**PROBLEM TO SOLVE**:
Please count the lines of the material below that contain the string "armrest", with case counting, and reply with only that number.

* start SUPPLIED DATA *

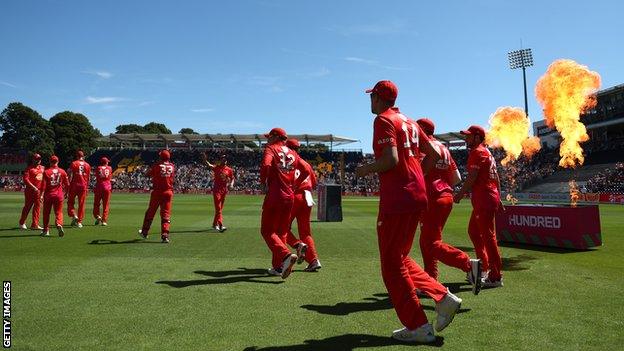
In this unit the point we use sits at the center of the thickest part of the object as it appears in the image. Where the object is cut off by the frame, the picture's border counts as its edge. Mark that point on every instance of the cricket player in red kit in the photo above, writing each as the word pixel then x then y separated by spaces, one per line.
pixel 79 175
pixel 397 144
pixel 223 179
pixel 484 184
pixel 102 191
pixel 33 180
pixel 301 210
pixel 54 181
pixel 439 182
pixel 162 174
pixel 277 176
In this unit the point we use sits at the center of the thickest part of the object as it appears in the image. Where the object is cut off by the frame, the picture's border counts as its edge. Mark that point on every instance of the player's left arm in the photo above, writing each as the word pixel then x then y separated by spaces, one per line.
pixel 432 155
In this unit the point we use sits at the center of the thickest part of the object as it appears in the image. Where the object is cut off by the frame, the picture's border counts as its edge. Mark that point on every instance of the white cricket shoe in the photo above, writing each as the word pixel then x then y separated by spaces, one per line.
pixel 446 310
pixel 287 265
pixel 489 284
pixel 475 275
pixel 424 334
pixel 275 272
pixel 314 266
pixel 301 250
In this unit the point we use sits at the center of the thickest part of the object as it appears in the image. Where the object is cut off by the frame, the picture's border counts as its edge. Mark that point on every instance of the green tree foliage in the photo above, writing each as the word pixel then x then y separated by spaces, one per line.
pixel 129 129
pixel 187 131
pixel 156 128
pixel 23 127
pixel 73 132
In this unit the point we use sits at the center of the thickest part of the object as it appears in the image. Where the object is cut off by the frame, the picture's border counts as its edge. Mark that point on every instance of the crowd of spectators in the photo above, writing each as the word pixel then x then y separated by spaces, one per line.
pixel 608 181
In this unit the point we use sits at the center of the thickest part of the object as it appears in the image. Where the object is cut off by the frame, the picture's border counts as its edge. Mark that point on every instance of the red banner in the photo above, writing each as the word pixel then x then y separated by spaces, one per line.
pixel 550 225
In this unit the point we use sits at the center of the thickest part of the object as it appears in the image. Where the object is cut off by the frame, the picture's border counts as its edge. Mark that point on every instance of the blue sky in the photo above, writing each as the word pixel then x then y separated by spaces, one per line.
pixel 247 66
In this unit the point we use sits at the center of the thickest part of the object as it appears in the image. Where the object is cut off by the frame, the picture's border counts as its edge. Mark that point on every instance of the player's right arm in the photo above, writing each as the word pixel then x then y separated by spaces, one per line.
pixel 265 167
pixel 475 162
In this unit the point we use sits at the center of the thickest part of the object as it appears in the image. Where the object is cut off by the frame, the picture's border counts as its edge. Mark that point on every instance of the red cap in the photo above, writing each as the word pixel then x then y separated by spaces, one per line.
pixel 426 125
pixel 474 130
pixel 385 89
pixel 277 132
pixel 164 155
pixel 293 143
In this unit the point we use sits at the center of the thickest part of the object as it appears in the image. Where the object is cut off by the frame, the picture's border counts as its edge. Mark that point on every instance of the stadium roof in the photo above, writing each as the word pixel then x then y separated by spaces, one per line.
pixel 218 138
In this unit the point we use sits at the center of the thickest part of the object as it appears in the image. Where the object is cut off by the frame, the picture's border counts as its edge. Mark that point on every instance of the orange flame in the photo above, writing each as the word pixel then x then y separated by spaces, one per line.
pixel 566 90
pixel 509 129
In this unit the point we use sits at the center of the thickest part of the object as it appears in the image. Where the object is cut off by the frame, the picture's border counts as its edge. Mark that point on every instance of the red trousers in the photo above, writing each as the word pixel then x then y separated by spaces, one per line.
pixel 481 232
pixel 49 201
pixel 101 196
pixel 162 199
pixel 81 193
pixel 273 227
pixel 219 200
pixel 400 273
pixel 32 199
pixel 301 211
pixel 432 247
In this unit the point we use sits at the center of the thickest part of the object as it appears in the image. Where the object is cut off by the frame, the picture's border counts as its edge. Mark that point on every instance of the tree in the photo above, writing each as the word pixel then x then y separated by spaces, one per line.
pixel 73 131
pixel 187 131
pixel 156 128
pixel 24 128
pixel 129 129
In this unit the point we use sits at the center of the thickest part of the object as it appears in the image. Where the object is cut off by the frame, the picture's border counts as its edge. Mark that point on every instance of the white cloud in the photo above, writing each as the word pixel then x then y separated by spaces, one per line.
pixel 202 110
pixel 101 74
pixel 103 99
pixel 7 84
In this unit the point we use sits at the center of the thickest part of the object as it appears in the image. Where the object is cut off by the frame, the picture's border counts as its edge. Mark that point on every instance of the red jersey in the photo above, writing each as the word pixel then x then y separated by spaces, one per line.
pixel 223 175
pixel 306 184
pixel 33 175
pixel 485 189
pixel 103 177
pixel 80 172
pixel 439 179
pixel 54 180
pixel 277 171
pixel 402 188
pixel 162 174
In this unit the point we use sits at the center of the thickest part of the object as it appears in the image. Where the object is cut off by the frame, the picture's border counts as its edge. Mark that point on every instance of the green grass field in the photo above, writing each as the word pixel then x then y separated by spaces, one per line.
pixel 102 288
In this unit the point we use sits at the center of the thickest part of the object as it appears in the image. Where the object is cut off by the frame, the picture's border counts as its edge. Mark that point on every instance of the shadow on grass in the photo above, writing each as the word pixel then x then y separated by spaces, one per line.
pixel 19 236
pixel 542 248
pixel 517 263
pixel 376 303
pixel 115 242
pixel 245 275
pixel 206 230
pixel 346 342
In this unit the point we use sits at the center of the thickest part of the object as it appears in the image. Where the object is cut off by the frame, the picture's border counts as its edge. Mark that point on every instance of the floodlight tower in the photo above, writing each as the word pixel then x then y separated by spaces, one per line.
pixel 522 59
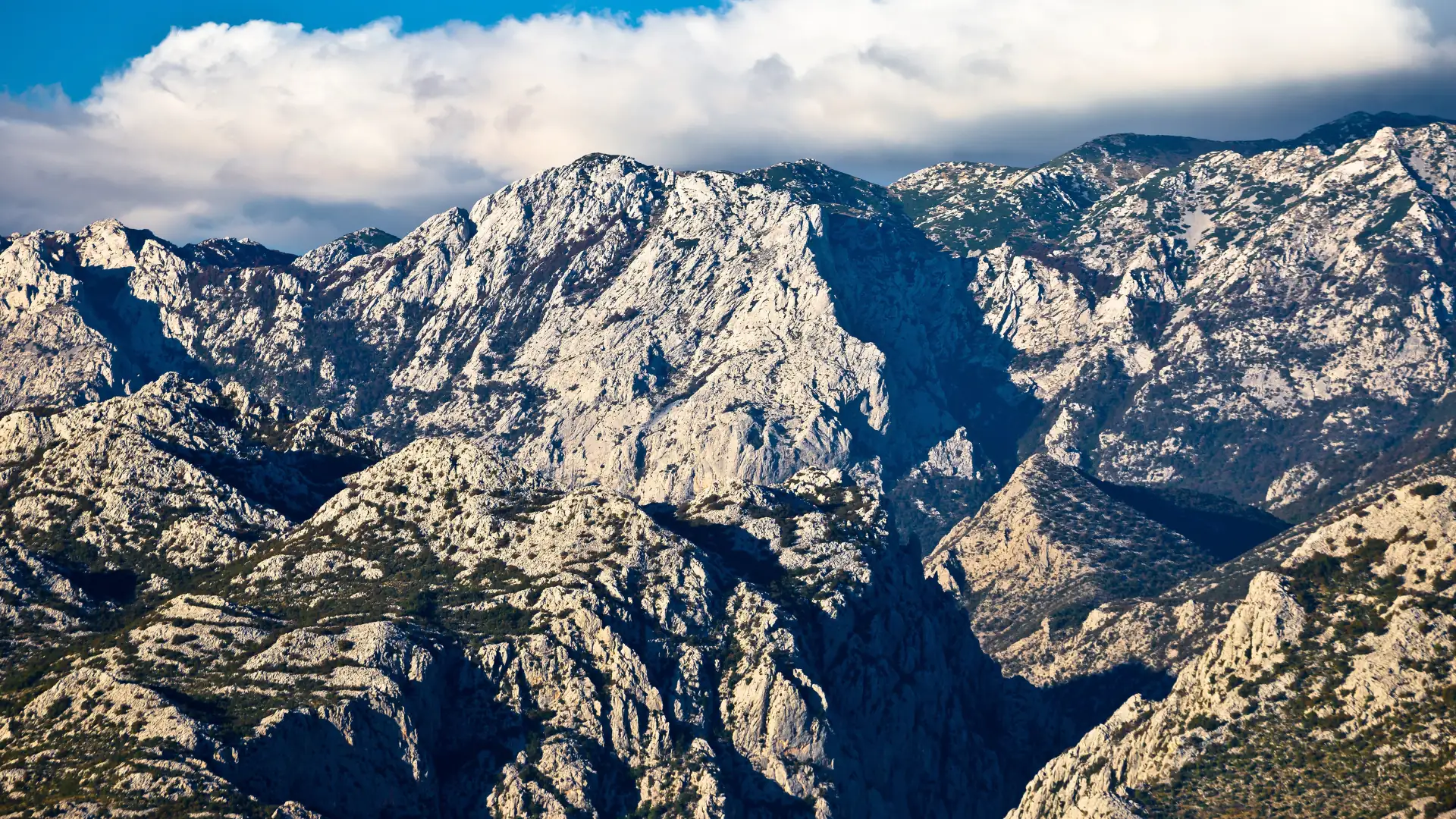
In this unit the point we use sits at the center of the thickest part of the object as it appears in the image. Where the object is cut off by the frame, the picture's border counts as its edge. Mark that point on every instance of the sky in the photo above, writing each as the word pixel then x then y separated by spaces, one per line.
pixel 293 123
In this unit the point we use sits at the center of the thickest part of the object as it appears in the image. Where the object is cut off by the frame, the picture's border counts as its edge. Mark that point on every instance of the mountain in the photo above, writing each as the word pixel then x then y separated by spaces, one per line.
pixel 1269 328
pixel 601 322
pixel 1053 545
pixel 631 491
pixel 1329 686
pixel 452 635
pixel 974 207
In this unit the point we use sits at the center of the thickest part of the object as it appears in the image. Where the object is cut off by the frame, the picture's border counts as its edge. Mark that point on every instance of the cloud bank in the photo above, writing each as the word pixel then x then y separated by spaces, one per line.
pixel 293 136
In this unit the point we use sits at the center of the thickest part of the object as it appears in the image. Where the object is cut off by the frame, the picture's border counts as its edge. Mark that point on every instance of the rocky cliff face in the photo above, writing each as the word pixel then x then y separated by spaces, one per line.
pixel 452 635
pixel 1269 327
pixel 604 322
pixel 1038 560
pixel 648 461
pixel 1329 686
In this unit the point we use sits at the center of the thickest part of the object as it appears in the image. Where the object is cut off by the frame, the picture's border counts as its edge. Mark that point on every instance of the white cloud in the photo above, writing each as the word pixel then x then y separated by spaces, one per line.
pixel 286 133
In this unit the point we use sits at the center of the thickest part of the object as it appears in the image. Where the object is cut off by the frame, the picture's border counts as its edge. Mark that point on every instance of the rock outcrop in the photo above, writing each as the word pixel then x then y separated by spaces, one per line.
pixel 1329 686
pixel 452 635
pixel 1040 558
pixel 1269 325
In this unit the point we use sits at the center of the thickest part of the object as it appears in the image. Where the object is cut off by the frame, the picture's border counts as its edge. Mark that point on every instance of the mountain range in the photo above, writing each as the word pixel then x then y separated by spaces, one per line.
pixel 1111 487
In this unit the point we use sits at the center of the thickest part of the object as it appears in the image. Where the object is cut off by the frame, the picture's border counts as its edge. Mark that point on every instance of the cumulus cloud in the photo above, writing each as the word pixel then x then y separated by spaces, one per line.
pixel 293 136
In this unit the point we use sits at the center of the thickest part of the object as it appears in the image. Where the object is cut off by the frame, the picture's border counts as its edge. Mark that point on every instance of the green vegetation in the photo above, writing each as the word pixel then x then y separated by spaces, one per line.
pixel 1304 755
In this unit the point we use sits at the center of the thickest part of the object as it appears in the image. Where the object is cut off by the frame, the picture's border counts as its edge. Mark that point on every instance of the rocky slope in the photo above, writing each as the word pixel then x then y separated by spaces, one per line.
pixel 604 322
pixel 1329 686
pixel 452 635
pixel 109 506
pixel 1270 327
pixel 1053 545
pixel 666 450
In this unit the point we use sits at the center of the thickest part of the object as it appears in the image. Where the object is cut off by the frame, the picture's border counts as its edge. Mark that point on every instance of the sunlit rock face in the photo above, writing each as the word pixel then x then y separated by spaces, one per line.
pixel 1264 322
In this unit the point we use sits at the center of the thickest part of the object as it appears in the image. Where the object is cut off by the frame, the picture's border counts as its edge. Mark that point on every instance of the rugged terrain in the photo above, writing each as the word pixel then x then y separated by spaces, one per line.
pixel 450 635
pixel 1269 327
pixel 1329 689
pixel 1040 560
pixel 607 496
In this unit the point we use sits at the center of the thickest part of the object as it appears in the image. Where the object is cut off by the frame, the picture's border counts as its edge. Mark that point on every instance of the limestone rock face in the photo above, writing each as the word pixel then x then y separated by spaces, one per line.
pixel 1040 558
pixel 452 635
pixel 1269 322
pixel 114 503
pixel 609 322
pixel 1348 643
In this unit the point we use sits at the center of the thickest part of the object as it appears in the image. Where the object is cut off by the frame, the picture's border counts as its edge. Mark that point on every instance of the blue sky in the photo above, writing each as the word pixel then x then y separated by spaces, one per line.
pixel 74 42
pixel 210 124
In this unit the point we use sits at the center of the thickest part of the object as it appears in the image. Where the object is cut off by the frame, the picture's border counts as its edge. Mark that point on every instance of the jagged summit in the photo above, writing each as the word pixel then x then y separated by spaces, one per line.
pixel 1360 126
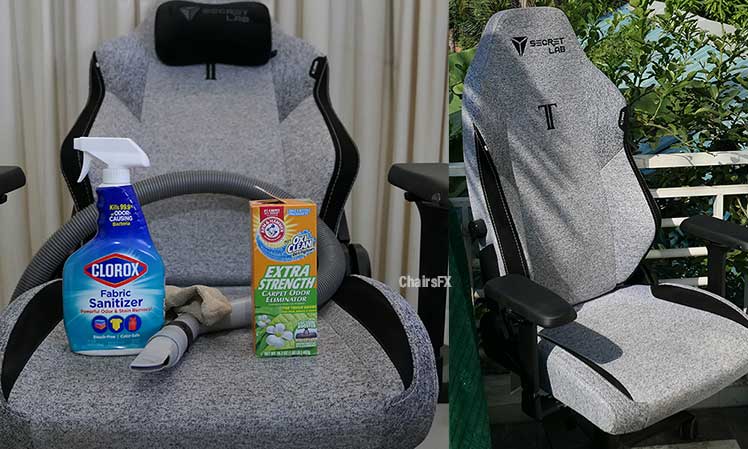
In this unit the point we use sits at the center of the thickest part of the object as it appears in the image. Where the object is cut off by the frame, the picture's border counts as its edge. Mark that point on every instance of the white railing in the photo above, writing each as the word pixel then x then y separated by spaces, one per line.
pixel 718 193
pixel 679 160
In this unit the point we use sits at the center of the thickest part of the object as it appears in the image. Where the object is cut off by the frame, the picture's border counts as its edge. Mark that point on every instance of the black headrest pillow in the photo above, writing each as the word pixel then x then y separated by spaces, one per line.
pixel 197 33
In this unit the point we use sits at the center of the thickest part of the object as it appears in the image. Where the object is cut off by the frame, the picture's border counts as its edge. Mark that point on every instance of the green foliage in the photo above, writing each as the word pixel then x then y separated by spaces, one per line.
pixel 686 89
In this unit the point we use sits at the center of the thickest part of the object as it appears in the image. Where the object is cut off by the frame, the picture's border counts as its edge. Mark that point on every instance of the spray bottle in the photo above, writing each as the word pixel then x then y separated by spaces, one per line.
pixel 114 286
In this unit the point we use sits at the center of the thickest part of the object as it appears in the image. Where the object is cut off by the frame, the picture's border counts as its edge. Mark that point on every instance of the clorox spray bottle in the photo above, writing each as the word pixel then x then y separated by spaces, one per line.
pixel 113 287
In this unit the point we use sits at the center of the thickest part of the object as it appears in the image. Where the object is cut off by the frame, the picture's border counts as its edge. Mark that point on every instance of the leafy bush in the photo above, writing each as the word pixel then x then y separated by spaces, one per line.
pixel 687 89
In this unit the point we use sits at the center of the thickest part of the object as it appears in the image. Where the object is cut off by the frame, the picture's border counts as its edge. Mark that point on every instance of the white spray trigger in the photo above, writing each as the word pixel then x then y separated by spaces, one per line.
pixel 120 154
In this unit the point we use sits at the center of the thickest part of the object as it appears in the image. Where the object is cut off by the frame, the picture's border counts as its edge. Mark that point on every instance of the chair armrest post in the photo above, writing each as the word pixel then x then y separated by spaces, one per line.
pixel 717 269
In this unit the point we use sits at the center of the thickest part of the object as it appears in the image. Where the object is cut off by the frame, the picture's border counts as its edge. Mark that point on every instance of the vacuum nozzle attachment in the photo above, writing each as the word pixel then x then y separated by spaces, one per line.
pixel 119 153
pixel 167 346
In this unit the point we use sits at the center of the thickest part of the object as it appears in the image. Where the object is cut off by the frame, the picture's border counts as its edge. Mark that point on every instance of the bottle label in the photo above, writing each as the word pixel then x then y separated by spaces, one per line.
pixel 113 287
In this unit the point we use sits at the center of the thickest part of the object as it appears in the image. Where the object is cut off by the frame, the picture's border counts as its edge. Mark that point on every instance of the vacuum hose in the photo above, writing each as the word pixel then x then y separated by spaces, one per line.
pixel 167 346
pixel 49 259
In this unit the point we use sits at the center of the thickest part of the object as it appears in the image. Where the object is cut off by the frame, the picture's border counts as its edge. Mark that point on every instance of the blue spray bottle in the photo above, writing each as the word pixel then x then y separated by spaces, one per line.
pixel 113 287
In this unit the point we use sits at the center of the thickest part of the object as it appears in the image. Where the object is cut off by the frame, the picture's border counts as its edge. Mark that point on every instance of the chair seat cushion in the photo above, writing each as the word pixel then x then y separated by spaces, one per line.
pixel 640 354
pixel 219 395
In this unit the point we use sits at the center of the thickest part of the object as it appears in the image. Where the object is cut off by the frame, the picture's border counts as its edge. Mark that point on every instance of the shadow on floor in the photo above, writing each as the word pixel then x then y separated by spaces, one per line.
pixel 725 428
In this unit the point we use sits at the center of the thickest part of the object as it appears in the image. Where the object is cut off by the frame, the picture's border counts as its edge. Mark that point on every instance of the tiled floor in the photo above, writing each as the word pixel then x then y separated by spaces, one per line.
pixel 724 428
pixel 438 437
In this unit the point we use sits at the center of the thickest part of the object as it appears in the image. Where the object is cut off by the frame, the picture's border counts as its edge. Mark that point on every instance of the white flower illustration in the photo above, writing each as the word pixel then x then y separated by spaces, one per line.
pixel 278 335
pixel 263 321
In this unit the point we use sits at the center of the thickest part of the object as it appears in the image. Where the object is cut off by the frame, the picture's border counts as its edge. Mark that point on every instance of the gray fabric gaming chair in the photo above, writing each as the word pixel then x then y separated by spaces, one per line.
pixel 373 384
pixel 564 220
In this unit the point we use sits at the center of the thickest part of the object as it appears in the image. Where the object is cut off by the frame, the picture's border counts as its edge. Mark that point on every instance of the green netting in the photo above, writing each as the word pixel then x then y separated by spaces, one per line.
pixel 468 412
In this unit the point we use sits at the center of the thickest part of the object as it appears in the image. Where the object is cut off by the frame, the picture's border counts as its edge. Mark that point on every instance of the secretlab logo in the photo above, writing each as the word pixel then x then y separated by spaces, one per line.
pixel 189 12
pixel 520 43
pixel 553 44
pixel 548 109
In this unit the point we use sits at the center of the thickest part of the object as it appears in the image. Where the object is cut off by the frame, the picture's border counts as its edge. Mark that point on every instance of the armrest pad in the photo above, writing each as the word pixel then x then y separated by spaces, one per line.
pixel 11 178
pixel 717 231
pixel 531 301
pixel 426 181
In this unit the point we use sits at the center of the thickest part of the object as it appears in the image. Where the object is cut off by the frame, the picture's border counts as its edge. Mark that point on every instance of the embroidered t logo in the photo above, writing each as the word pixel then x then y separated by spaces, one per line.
pixel 548 109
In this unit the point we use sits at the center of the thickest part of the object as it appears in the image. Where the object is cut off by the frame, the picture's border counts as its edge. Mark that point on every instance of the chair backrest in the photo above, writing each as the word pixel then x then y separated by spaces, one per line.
pixel 273 122
pixel 547 167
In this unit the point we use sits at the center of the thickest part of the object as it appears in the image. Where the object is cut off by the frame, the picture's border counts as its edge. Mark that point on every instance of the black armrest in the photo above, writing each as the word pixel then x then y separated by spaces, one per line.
pixel 531 301
pixel 723 233
pixel 426 181
pixel 11 178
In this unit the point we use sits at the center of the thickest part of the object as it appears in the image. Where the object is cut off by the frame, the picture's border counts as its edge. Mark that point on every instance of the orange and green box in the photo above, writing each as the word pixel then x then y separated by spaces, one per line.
pixel 284 277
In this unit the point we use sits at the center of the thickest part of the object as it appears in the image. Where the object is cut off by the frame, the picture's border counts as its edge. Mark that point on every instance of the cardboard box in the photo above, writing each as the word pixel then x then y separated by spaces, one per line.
pixel 284 277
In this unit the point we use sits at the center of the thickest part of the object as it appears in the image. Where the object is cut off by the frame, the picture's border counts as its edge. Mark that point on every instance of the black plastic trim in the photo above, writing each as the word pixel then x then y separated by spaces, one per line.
pixel 611 379
pixel 368 306
pixel 41 315
pixel 346 153
pixel 698 300
pixel 501 220
pixel 71 160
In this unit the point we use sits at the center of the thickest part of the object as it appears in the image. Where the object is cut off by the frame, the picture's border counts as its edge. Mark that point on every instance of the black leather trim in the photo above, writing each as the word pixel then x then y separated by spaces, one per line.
pixel 346 153
pixel 41 315
pixel 611 379
pixel 368 306
pixel 498 210
pixel 489 263
pixel 698 300
pixel 628 145
pixel 71 159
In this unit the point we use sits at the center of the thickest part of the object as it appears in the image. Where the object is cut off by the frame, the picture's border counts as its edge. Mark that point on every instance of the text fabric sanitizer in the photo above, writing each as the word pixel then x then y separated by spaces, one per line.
pixel 113 287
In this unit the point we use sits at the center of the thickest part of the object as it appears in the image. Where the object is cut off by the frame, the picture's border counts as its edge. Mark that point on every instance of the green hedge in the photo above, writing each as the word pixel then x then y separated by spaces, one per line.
pixel 687 88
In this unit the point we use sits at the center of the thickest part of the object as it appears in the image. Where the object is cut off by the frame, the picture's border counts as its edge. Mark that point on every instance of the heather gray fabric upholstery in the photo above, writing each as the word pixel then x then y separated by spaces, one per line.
pixel 668 356
pixel 582 220
pixel 261 122
pixel 221 396
pixel 584 223
pixel 257 121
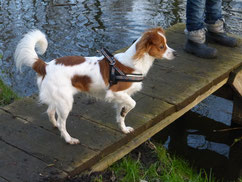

* end SUPPLIED DATA *

**RESPONSE TO THIS EXERCISE**:
3